* **Records for this exercise**
---+---

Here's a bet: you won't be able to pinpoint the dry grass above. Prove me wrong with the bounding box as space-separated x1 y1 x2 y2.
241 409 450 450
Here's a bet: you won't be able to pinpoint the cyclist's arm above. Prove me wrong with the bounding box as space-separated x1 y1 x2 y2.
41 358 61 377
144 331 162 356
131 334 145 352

---+---

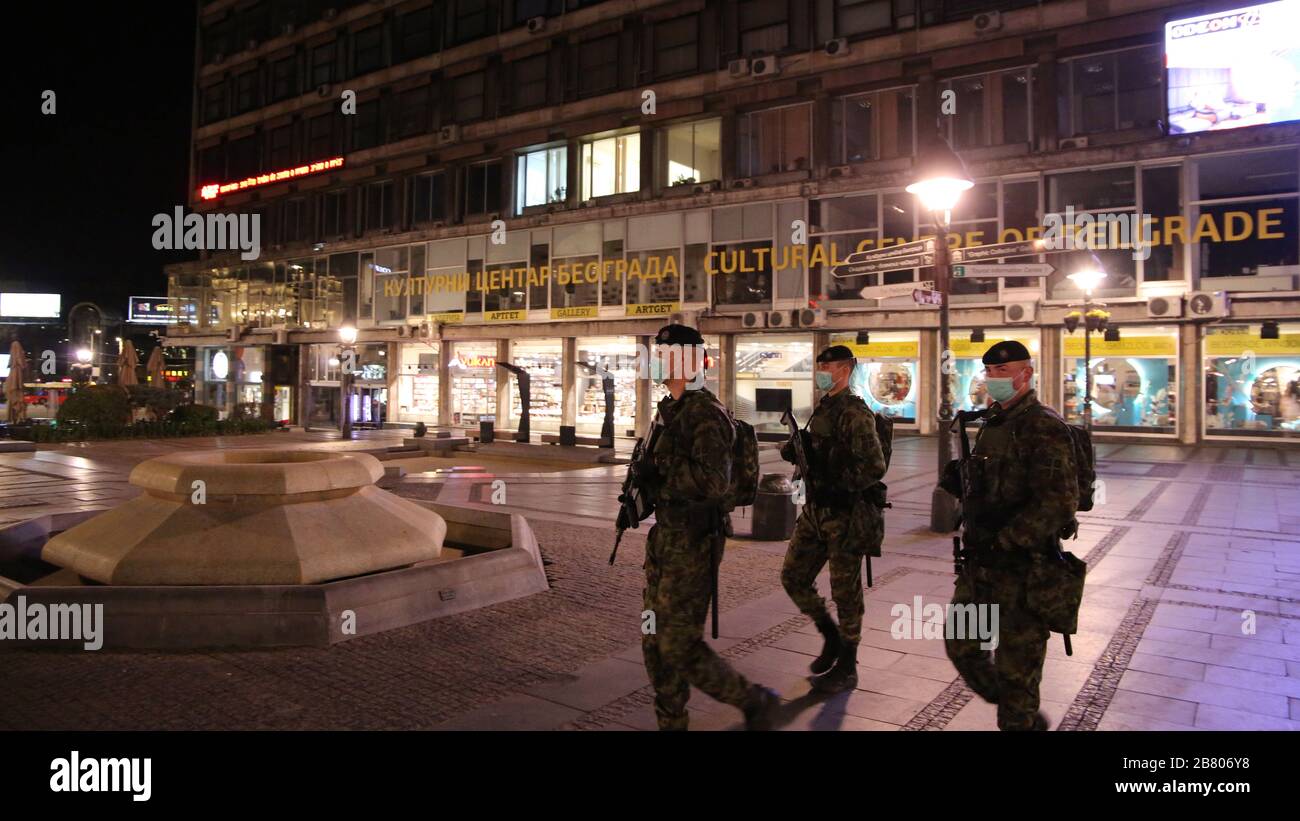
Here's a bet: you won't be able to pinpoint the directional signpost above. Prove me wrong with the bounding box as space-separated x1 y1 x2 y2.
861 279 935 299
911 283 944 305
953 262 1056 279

---+---

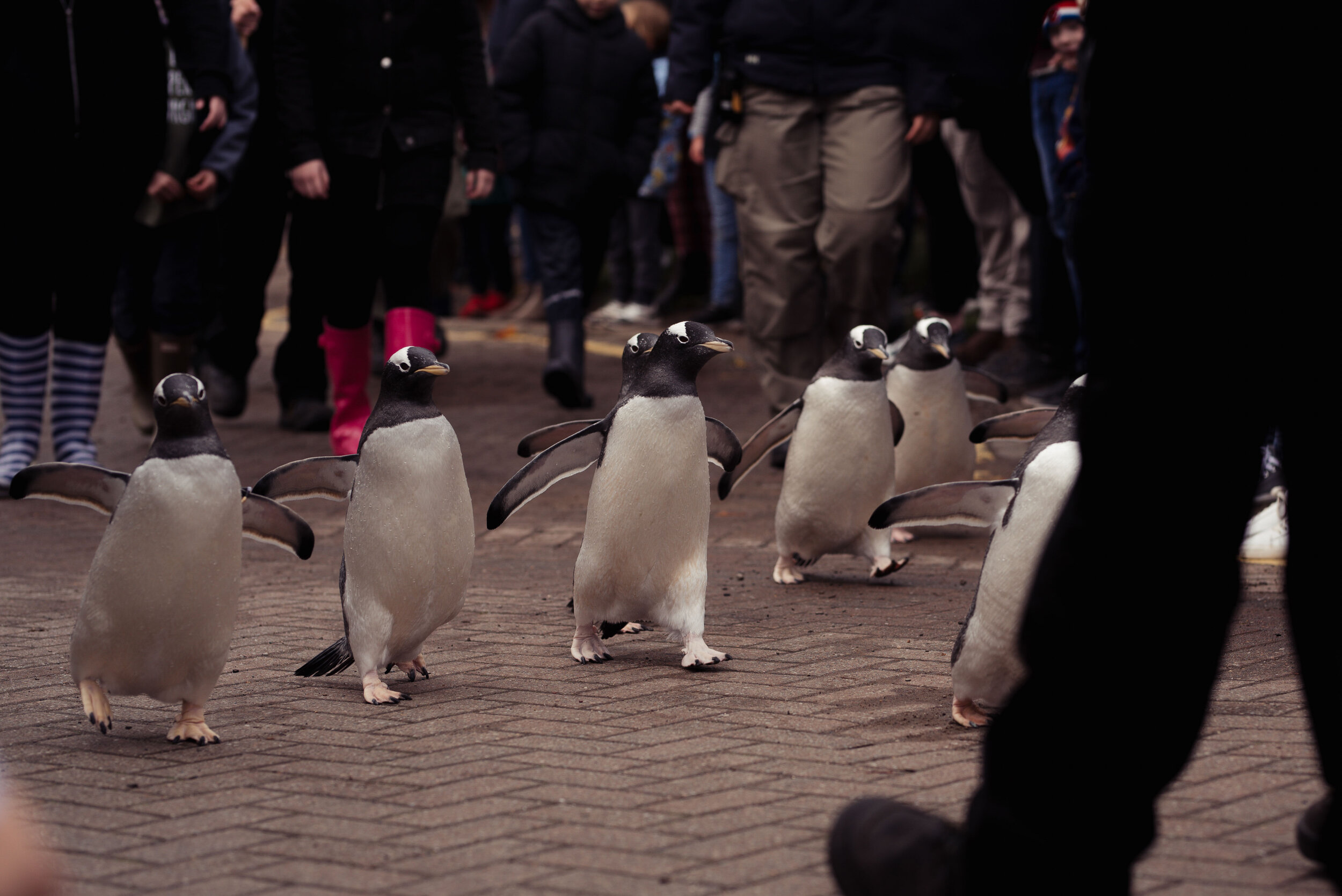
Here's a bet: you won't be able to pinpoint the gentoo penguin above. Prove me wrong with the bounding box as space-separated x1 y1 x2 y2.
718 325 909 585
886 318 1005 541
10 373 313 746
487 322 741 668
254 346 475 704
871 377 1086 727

---+---

* **Required task**
Quote the stretch of the listing from the line containing "Here's a bet: you won't be able to pinpoint the cyclist's" through the line containing "131 334 145 352", both lines included, word for word.

* **Exercise result**
Here's a bet: you won't be able to pinpoint the cyclist's arm above. Prove me wrong with the bounding box as space-separated x1 y1 x2 y2.
41 358 61 377
144 331 162 356
131 334 145 352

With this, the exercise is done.